[start of DATASET ROWS]
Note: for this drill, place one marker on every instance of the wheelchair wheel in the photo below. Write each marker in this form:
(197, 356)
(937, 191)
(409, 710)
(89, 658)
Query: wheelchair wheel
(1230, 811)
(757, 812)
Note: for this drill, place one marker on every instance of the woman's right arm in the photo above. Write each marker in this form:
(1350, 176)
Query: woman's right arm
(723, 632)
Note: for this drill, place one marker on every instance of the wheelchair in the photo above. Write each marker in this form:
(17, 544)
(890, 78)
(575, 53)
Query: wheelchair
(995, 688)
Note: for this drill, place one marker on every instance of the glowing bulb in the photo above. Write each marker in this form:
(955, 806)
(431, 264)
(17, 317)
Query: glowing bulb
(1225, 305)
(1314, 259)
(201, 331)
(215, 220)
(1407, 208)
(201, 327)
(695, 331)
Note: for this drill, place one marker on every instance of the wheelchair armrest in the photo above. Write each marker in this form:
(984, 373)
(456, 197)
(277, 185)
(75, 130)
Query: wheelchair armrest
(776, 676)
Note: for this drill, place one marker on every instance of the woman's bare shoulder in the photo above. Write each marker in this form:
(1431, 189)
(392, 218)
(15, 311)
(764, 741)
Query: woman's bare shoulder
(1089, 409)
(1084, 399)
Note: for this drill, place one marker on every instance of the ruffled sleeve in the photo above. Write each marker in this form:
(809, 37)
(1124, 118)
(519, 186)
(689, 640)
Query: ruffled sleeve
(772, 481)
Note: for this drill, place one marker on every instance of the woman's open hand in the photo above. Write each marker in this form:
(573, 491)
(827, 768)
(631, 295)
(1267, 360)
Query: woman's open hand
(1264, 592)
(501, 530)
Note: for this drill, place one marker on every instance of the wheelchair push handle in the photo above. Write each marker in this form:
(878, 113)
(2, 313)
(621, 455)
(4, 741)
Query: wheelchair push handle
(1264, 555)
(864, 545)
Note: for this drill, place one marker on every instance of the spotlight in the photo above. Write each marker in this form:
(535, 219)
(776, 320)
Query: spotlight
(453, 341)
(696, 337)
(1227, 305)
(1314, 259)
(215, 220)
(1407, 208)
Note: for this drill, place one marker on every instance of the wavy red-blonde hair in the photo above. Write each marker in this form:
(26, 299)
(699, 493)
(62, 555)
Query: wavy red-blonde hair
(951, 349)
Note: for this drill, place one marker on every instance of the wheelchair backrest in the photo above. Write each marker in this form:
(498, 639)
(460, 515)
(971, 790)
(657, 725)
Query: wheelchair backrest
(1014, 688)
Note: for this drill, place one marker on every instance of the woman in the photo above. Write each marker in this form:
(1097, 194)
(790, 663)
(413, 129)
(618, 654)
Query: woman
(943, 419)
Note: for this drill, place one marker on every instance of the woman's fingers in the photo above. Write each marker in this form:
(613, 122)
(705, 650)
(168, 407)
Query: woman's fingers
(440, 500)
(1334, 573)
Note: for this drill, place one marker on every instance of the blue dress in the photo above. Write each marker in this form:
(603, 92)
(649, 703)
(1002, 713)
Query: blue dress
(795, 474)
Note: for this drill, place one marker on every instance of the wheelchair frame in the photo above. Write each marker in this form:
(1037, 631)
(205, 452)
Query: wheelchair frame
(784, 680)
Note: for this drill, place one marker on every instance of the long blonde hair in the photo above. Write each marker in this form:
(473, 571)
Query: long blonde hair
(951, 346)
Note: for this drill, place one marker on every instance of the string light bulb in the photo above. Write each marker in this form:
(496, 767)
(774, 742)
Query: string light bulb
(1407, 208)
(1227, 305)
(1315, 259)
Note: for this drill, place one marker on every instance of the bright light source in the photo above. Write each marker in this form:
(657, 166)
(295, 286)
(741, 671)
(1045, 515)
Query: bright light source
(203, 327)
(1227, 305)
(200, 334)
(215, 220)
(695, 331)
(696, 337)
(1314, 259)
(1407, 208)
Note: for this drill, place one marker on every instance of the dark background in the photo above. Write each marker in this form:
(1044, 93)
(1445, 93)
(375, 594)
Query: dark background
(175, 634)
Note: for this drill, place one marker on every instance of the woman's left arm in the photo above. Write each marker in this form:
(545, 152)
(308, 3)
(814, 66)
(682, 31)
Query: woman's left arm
[end of DATASET ROWS]
Copy all of the records above word for word, keeping every line and its order unchanged.

RESULT
Note: for this drill, place one marker on every instance of the wheelchair wheel in the photo below. Write each marker in this form:
(197, 356)
(937, 191)
(409, 710)
(89, 658)
Query: wheelchair wheel
(1230, 811)
(757, 812)
Note: for this drill, place one marker on every instance of the woman's right arm in the photo above. Write each marker in this form:
(1350, 176)
Query: woman's right arm
(723, 632)
Note: for this drill, place one marker on every instance of the wheelchair in the photo above. Write each marker in this form:
(17, 544)
(890, 78)
(575, 53)
Query: wheelchair
(995, 688)
Note: for this drill, place one marker on every instance of the glowing bulb in the photo above. Write each marker in this form:
(955, 806)
(431, 264)
(17, 317)
Query: glowing bulb
(1225, 305)
(1314, 259)
(201, 331)
(215, 220)
(1407, 208)
(201, 327)
(695, 331)
Note: for this drill, place one marker on every instance of the wheelchair armrest in the photo above. Write each marker in this form:
(984, 373)
(456, 197)
(277, 185)
(75, 130)
Query: wheelchair armrest
(776, 676)
Note: for this drill, place one marker on every instance of the woman's bare shoulder in the photo above. Write each marker in this form:
(1431, 189)
(392, 218)
(15, 311)
(764, 741)
Query: woman's bare shoulder
(1089, 409)
(1084, 399)
Note: for this drill, place one marker on every instance of the ruffled sleeve in the photo above. Write each marker in this form:
(809, 37)
(1124, 118)
(519, 186)
(689, 640)
Query: ruffled sleeve
(772, 481)
Note: for this drill, place one marker on every instance of the woman's open hand in the photo above. Write each marker in this form:
(573, 491)
(827, 768)
(631, 295)
(1267, 360)
Query: woman's open hand
(1264, 592)
(501, 530)
Note: for this drill, place one marker on every instance of the wheelchair push handle in the photo above. Write each marker in this form:
(878, 113)
(2, 313)
(621, 455)
(4, 741)
Query: wheelchair push handle
(1264, 555)
(864, 545)
Note: for this drill, place one marker on every instance of the spotlight in the photo above. Write each marker in this form:
(535, 219)
(776, 320)
Query: spotlight
(453, 341)
(696, 337)
(1227, 305)
(1314, 259)
(215, 220)
(1407, 208)
Note: for this drill, place one marker on every instance of the wavy red-blonde hair in the photo above. Write each marker in this form:
(26, 299)
(699, 493)
(62, 555)
Query: wavy red-blonde hair
(951, 349)
Note: for this drill, place one marker on every instance of the wheelchair backrest in the photo above. Write each marker in this form:
(498, 639)
(460, 515)
(971, 790)
(657, 725)
Query: wheelchair backrest
(1014, 688)
Note: for this drill, place one marker on every instance of the woman in the photo above. Write each marker in this form:
(1097, 194)
(790, 663)
(413, 129)
(618, 654)
Query: woman
(943, 419)
Note: for this drill, place one marker on every instance of the woman's fingers in the photo above. Write each marker in this form:
(613, 122)
(705, 650)
(168, 407)
Query: woman's fingers
(440, 500)
(1334, 573)
Note: for this drill, place one marker on every instance of the blue dress in the photo above. Write each marker in this form:
(603, 92)
(649, 703)
(1002, 713)
Query: blue dress
(795, 474)
Note: for this drill, place one marker on every instance of the wheelchair frame in the photo above. Write each marker in this form:
(1037, 631)
(205, 452)
Query: wheelchair frame
(784, 680)
Note: for this drill, place one marker on every instance of the long blonde hair in the photo above. Write each marker in this form:
(473, 571)
Query: long blonde hair
(951, 346)
Note: for this drill, place one marker on every instance of the string light bulb in the photo above. Write each marker in this form:
(496, 767)
(774, 742)
Query: string light bulb
(1407, 208)
(1227, 305)
(1315, 259)
Note: for this drill, place one marker on every instance of the bright light source in the photo above. Write each marker in this form:
(657, 166)
(295, 286)
(741, 671)
(1045, 515)
Query: bright light source
(203, 327)
(1227, 305)
(200, 334)
(215, 220)
(695, 331)
(696, 337)
(1314, 259)
(1407, 208)
Note: for this drill, place one marker on every instance of the dark background in the photo above. Write each marker in this form:
(1044, 93)
(1445, 93)
(375, 594)
Query: dark background
(175, 634)
Note: for this drill, place one marker on every instance of the woman's left arm in the photo above. Write each marker in this form:
(545, 152)
(308, 3)
(814, 66)
(682, 31)
Query: woman's left arm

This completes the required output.